▸ REQUEST 1:
According to the parenting post, how old is the son?
▸ REQUEST 2:
Continue the parenting post from its final sentence.

▸ EXTRACT TO READ:
========================
Best friend lost it on my son, what do I do?

This is long, but I need advice.

Let me start by saying that my husband and I are not very strict parents. While we do discipline our kids, ground them for their grades, give them chores around the house, etc I don’t want them having a panic attack if they forget to say how high when we say jump, ya know? They are both good kids, they don’t get in trouble at school, my son is in advanced classes. My friend on the other hand is the complete opposite. They are very “I will say something once and if you don’t immediately obey shit will hit the fan” kind of parents. Husband was in the army and that’s how they run their house. Nothing wrong with it, we’re just very different.

Anyway, we were at their house last night and were standing outside talking. My 15 year old son does this thing when he’s trying to be funny and says the same thing over and over. Like you try to reply to him and he will just keep saying the same thing. It’s annoying, but whatever, no big deal right? Wrong.

So he’s doing that and I say something like “don’t you have people your own age to hang out with, go in the house” in a joking way. He keeps on, and my friend loses her shit! I don’t remember everything she said because we all thought she was joking at first, and honestly I was just completely surprised and trying to figure out what the hell was going on. What I do remember is “if you were husbands kid he would beat your ass!” My son asks why and she says a bunch of stuff and then ends with “your mom told you to go in the house multiple times! You’re a complete asshole and the sad thing is you’re too f***ing DUMB to realize it” emphasizing the “dumb”
========================
▸ EXTRACTED DATA:
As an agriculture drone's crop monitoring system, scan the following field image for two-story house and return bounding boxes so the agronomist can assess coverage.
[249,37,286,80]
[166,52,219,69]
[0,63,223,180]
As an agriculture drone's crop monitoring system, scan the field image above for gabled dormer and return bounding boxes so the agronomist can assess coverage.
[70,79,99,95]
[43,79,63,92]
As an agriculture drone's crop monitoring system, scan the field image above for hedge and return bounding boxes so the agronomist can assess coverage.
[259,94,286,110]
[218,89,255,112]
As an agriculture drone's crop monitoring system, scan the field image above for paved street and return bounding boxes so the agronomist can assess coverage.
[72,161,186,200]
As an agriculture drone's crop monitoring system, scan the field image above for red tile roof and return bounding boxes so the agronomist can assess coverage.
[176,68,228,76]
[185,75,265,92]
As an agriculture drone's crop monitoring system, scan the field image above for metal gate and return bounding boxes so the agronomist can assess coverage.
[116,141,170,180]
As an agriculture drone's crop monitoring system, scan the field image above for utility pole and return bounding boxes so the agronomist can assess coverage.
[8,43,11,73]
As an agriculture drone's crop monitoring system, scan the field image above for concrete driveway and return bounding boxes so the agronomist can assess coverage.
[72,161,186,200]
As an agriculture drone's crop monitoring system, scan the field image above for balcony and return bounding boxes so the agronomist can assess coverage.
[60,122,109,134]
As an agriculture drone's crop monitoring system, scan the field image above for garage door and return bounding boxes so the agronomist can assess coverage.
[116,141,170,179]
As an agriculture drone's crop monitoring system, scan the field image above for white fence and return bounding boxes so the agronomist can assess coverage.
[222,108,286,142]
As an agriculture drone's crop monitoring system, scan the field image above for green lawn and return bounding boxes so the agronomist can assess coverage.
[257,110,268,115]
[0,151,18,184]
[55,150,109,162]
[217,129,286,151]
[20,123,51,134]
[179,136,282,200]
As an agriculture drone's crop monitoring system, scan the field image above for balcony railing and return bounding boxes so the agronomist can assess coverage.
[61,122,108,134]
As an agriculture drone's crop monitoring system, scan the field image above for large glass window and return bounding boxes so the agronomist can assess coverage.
========================
▸ WRITTEN RESPONSE 1:
He is 15 years old.

▸ WRITTEN RESPONSE 2:
What. The. Hell?! I’m not leaving anything out, he wasn’t saying anything mean or offensive. She brought up how everyone was posting stuff about 4/20 on facebook and her neighbor didn’t know what it was or something like that. He said something to the effect of “I don’t know what it is, what is it?” She says “you do too” and he just keeps going on about “nope, don’t know what that is, never heard of it” and giggling or something stupid like that. Again, when I told him to go inside I said it in a joking way, but even if I hadn’t it’s none of her business! He is MY child, and if he needs disciplined that is MY job! Now I will say that she has never seen me get onto my kids, if necessary we will talk to them when we leave, ground them if needed then, etc. My dad loved to yell and cuss me out in front of friends, which was humiliating, so I have a thing about punishing children in front of people.

I was so shocked that I didn’t say anything, just stood there like an idiot instead of taking up for my child. He says “wow” a couple of times and goes in. My husband changes the subject trying to smooth things over, I go to the bathroom to calm down because WTF?! I go back out and tell her that I need to get home and do laundry so we leave.

On the way home she texts me and apologizes “for cussing and calling him dumb.” Not all of it was out of line apparently, just that part. I’m livid, my son is trying to hide tears but I can see him wiping them away. He apologizes and tells me that if he knew I was being serious when I told him to go inside he would have (I wasn’t)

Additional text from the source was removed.